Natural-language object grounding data
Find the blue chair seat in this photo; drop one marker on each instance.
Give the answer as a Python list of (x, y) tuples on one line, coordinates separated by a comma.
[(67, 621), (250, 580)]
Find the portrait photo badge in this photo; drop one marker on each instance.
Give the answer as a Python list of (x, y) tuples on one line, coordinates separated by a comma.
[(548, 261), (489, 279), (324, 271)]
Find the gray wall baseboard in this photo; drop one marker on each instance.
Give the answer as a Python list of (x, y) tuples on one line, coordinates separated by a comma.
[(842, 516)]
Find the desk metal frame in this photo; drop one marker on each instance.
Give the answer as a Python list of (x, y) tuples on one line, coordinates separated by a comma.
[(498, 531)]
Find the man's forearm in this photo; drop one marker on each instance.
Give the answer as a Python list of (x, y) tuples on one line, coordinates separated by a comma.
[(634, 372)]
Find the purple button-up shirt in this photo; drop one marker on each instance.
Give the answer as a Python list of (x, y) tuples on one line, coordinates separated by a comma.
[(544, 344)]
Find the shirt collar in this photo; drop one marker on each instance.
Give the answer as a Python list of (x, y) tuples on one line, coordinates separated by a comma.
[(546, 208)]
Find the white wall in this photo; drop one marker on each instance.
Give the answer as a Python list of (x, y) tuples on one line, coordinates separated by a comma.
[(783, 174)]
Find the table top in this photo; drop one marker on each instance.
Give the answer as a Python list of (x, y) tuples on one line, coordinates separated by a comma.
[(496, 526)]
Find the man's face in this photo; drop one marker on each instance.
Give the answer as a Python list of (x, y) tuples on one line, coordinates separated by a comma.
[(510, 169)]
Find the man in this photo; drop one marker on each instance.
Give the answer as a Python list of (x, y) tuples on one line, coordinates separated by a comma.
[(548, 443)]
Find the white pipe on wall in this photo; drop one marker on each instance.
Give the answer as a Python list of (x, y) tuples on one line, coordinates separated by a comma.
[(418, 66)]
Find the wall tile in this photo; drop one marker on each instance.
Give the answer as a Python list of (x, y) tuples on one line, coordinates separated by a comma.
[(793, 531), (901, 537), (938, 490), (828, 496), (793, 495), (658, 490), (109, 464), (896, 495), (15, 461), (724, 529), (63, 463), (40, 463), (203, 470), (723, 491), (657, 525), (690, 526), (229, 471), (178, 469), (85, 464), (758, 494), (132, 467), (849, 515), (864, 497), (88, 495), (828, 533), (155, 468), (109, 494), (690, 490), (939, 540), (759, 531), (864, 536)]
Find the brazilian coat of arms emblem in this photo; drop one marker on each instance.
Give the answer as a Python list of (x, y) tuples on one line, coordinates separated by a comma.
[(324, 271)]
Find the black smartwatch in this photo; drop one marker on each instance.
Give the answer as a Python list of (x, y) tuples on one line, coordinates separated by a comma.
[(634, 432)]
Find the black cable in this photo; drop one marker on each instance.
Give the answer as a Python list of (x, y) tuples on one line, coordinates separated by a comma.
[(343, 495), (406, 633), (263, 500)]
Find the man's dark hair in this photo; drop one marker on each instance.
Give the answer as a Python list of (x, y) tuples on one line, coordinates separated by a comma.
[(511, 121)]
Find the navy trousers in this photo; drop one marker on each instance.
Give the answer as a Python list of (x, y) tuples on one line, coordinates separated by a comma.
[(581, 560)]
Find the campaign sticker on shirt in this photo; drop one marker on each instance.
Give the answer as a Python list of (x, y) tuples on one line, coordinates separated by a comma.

...

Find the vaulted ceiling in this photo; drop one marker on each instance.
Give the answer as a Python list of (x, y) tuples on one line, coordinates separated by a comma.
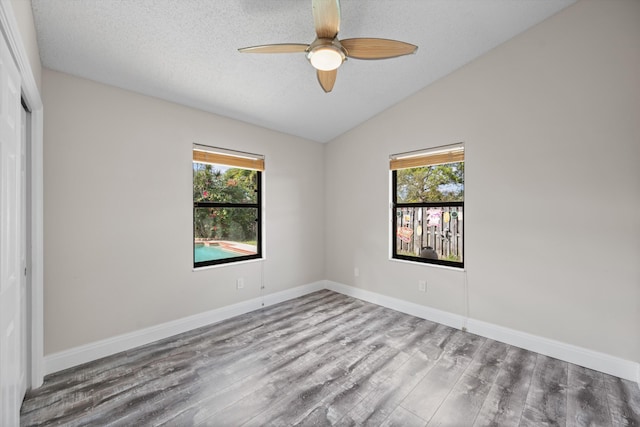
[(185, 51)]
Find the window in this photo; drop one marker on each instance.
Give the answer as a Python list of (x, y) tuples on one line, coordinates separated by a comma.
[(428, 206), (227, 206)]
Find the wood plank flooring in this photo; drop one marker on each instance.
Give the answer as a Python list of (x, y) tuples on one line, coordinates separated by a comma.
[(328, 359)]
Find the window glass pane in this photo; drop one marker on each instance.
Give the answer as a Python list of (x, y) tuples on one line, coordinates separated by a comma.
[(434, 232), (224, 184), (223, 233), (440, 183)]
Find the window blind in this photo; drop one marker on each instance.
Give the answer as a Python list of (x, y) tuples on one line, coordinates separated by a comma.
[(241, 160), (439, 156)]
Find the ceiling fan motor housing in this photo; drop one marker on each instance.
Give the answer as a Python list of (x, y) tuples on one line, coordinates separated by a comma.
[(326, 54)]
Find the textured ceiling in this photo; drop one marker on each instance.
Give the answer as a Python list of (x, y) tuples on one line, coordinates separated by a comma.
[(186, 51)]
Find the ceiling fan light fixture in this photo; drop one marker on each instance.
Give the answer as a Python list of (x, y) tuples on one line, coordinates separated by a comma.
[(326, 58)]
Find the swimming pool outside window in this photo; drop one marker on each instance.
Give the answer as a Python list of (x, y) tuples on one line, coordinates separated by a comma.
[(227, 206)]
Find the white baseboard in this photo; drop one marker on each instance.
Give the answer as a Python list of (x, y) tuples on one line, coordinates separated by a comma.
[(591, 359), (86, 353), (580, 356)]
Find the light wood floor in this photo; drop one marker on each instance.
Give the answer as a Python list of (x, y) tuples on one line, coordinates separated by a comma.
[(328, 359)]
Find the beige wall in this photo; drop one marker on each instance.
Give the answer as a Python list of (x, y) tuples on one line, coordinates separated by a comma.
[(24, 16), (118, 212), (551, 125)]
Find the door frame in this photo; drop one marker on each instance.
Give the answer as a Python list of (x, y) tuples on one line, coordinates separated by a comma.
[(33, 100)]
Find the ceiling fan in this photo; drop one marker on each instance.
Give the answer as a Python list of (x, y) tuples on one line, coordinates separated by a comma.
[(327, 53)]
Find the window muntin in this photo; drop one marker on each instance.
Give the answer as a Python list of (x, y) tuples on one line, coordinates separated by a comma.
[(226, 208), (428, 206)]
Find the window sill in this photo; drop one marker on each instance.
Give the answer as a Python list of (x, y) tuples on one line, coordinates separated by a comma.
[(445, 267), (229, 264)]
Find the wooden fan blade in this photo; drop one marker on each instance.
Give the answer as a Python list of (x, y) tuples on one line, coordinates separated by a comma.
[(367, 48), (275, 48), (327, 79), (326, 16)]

---

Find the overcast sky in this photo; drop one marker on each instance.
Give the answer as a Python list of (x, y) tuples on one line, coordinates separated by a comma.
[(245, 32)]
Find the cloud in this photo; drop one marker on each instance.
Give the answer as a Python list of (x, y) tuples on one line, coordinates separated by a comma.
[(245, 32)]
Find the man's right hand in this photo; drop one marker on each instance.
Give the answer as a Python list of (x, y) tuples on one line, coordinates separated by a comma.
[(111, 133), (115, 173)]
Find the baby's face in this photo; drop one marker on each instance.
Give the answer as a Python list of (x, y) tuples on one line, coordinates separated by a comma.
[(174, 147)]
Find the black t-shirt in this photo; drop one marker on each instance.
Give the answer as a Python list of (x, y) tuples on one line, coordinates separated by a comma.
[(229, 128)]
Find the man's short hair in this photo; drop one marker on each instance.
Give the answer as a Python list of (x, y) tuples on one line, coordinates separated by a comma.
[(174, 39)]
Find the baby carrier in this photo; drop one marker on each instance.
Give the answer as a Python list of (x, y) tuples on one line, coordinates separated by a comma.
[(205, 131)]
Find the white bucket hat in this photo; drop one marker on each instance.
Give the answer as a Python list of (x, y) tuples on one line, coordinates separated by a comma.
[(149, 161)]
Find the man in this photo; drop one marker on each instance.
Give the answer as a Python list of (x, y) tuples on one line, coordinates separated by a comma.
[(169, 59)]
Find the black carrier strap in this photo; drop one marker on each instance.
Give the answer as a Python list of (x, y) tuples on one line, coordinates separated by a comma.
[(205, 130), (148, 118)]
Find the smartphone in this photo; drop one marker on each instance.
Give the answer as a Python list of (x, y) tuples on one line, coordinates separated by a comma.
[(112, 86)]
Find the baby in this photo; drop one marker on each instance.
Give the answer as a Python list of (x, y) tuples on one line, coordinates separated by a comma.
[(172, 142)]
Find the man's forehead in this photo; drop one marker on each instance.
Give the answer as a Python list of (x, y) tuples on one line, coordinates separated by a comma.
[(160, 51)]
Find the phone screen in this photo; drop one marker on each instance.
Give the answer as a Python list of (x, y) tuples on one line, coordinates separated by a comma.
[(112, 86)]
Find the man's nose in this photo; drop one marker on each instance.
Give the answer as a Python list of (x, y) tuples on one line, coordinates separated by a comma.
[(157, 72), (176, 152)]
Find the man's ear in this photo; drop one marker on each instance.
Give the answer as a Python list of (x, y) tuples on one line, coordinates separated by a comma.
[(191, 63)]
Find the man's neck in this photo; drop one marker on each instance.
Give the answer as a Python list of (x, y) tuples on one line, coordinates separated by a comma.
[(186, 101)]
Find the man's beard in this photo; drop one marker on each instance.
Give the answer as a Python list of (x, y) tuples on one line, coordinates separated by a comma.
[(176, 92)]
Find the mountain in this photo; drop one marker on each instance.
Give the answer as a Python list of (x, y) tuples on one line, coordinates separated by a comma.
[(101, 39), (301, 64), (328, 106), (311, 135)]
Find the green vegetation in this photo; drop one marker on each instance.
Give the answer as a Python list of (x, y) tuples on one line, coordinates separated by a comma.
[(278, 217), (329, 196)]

■ **Task description**: Above are the entries. Output exactly the lines beginning with the line that has "Find the man's nose" and ending with the line that has "Find the man's neck".

■ **Answer section**:
Find the man's nose in this photo; drop one marker on each instance.
Give the answer as a Python list of (x, y) tuples on one line, coordinates separated by a comma.
[(157, 72), (176, 152)]
Find the man's ear in this photo; drop one marker on each instance.
Give the answer as a Python list of (x, y) tuples on one line, coordinates separated by a comma.
[(191, 63)]
Find the man's neck in this photo; drop one marker on each instance.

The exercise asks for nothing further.